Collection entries
═══

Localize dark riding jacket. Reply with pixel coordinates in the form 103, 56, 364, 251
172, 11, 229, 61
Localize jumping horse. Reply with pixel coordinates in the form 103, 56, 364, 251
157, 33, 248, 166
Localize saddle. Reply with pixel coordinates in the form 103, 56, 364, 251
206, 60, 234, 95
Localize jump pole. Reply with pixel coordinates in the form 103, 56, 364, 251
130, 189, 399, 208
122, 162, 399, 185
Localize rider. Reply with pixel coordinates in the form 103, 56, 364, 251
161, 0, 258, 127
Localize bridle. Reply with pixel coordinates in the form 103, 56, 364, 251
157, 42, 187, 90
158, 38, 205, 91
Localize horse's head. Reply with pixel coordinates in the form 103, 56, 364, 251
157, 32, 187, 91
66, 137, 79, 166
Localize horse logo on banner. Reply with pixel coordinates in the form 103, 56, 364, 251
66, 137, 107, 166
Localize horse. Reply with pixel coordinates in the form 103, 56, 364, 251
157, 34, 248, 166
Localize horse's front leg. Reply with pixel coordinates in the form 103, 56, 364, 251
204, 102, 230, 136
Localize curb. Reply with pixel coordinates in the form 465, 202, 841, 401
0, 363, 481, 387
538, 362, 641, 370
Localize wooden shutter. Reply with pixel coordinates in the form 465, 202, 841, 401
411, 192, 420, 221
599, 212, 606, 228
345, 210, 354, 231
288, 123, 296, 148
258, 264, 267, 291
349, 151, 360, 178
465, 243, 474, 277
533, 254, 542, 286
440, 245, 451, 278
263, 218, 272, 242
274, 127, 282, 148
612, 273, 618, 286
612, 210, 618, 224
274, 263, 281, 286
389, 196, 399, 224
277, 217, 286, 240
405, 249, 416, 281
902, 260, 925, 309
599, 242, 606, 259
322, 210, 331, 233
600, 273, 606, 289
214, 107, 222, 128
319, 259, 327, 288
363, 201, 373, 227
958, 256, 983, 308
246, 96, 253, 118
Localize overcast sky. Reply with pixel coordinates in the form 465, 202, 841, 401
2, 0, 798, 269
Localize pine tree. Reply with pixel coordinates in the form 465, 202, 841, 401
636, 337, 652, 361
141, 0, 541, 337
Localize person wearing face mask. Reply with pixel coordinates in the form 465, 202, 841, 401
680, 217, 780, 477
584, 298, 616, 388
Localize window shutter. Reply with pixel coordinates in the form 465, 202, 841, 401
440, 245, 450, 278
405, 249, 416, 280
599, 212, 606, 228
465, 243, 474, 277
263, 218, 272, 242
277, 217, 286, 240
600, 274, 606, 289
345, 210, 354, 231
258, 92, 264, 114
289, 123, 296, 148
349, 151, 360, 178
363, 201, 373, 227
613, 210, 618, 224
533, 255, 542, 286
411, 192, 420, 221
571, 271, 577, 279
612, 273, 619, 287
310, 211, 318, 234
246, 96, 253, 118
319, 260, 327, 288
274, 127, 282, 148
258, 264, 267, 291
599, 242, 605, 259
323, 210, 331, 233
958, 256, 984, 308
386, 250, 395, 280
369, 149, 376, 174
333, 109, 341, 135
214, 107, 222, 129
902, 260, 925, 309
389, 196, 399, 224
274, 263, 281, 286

═══

- Activity -
The records must be reproduced in full. Nothing should differ.

- Output of the exercise -
Localize dark riding jacket. Reply with pixel coordinates in the form 103, 56, 364, 251
172, 11, 229, 61
Localize jumping horse. Reply with pixel coordinates in the form 103, 56, 364, 251
157, 33, 248, 166
Localize saddle. Reply with pixel coordinates in the form 103, 56, 364, 251
206, 60, 234, 95
Localize jump pole. Reply with pixel coordinates in the form 103, 56, 364, 251
130, 189, 399, 208
122, 162, 399, 185
Localize rider. Reply with pixel coordinates in the form 103, 56, 364, 251
161, 0, 258, 127
Localize bridle. Reply with pixel coordinates in the form 103, 56, 364, 251
157, 42, 187, 90
158, 38, 205, 91
Localize horse's head. Reply with pixel coordinates in the form 103, 56, 364, 251
157, 32, 187, 91
66, 137, 79, 166
Localize horse logo on banner. Reply with pixel coordinates in the form 103, 56, 364, 251
66, 137, 107, 166
Localize horse. Reply with pixel coordinates in the form 103, 56, 364, 251
157, 34, 248, 166
Localize horse's front leg. Reply with pixel coordinates in the form 103, 56, 364, 251
204, 102, 230, 136
Localize curb. Reply with pixel coordinates in the form 465, 202, 841, 401
0, 363, 481, 387
538, 362, 641, 370
Localize wooden shutter. Reply with pixel coordinates in the form 465, 202, 841, 401
411, 192, 420, 221
599, 212, 606, 228
345, 210, 354, 231
288, 123, 296, 148
258, 264, 267, 291
349, 151, 360, 178
465, 243, 474, 277
533, 254, 542, 286
440, 245, 451, 278
263, 218, 272, 242
274, 127, 282, 148
612, 273, 618, 286
612, 210, 618, 224
274, 263, 281, 286
389, 196, 399, 224
277, 217, 286, 240
405, 249, 416, 281
902, 260, 925, 309
599, 242, 606, 259
322, 210, 331, 233
600, 273, 606, 289
214, 107, 222, 128
319, 259, 327, 288
363, 201, 373, 227
958, 256, 983, 308
246, 96, 253, 118
Localize overcast sky. Reply with pixel coordinates in the form 465, 202, 841, 401
2, 0, 798, 269
Localize pine tree. Reply with pixel coordinates in the form 465, 202, 841, 401
636, 337, 652, 361
141, 0, 541, 337
Localize person wearing face mask. Reply with pixel coordinates in the form 465, 202, 841, 401
680, 217, 780, 477
584, 298, 616, 388
Localize window shutter. Reply with pixel coordinates in the form 465, 202, 841, 401
440, 245, 450, 278
405, 249, 416, 280
599, 212, 606, 228
465, 243, 474, 277
263, 218, 272, 242
277, 217, 286, 240
600, 274, 606, 289
345, 210, 354, 231
258, 92, 264, 114
289, 123, 296, 148
349, 151, 360, 178
363, 201, 373, 227
613, 210, 618, 224
533, 255, 542, 286
411, 192, 420, 221
571, 271, 577, 279
612, 273, 619, 287
310, 211, 318, 234
246, 96, 253, 118
319, 260, 327, 288
274, 127, 282, 148
258, 264, 267, 291
599, 242, 605, 259
323, 210, 331, 233
958, 256, 984, 308
386, 250, 395, 280
369, 149, 376, 174
333, 109, 341, 135
214, 107, 222, 129
902, 260, 925, 309
389, 196, 399, 224
274, 263, 281, 286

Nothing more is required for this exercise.